**Written instruction**
Everything from the line with "beam in the photo above." through the last line of the records below should be copied exactly, both ends included.

**Provided records**
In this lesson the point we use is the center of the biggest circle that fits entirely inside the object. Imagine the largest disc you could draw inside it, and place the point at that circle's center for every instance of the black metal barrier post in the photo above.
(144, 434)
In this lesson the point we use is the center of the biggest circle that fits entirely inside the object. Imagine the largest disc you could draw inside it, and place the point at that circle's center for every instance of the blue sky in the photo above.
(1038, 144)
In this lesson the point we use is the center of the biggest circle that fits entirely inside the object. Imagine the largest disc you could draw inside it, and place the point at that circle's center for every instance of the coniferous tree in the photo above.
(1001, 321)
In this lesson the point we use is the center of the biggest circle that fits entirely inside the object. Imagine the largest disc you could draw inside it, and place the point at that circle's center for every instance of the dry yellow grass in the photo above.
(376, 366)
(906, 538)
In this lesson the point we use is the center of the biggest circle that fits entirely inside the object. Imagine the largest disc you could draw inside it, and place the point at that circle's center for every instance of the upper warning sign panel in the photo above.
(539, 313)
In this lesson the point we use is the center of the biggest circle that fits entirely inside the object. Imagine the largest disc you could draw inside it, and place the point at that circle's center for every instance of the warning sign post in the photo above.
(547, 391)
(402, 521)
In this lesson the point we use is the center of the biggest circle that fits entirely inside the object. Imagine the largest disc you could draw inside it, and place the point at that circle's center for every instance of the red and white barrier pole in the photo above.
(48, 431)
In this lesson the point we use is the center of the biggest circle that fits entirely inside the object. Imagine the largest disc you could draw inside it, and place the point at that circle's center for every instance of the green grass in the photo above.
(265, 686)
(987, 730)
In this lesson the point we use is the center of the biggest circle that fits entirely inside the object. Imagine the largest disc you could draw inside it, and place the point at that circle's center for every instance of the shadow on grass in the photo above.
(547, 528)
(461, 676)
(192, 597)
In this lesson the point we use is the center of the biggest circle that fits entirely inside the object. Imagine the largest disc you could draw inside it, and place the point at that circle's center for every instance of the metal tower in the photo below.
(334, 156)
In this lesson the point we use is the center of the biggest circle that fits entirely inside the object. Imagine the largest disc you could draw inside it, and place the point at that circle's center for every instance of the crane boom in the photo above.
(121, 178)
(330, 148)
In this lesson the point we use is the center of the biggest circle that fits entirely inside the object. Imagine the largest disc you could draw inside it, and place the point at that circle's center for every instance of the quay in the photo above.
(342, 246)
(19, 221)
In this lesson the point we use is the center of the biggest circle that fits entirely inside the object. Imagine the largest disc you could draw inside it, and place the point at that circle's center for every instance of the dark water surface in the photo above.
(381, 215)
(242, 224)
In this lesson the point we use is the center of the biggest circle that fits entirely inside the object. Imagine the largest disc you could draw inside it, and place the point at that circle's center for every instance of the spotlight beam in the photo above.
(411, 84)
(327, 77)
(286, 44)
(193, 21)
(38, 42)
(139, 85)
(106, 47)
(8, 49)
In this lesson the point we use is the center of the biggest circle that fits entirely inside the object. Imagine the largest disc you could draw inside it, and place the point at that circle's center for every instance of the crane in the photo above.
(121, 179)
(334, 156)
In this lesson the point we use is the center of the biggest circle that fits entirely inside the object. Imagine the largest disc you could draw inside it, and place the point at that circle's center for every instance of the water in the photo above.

**The output**
In this lesson the point we use is the center of the biggest circle that fits entirely inside the object. Imagine the largest disc you could draw inside it, and place the point at that circle's center for every instance of the spotlight beam in the photo above.
(411, 84)
(327, 77)
(286, 44)
(193, 21)
(38, 42)
(139, 85)
(106, 47)
(8, 49)
In this lesson the point we use is the center of the biggest circle that fits entirely inside the object. Imagine the largest disc you could draw inside it, and place the point at that circle's center for every instance of the crane in the photo above.
(121, 179)
(334, 156)
In this lesson the point we use is the center of the biggest circle that fits entirely inside the object. Imagine the largest disc you could draw inside it, and place the point at that circle's center for every instance of the water in the photo above.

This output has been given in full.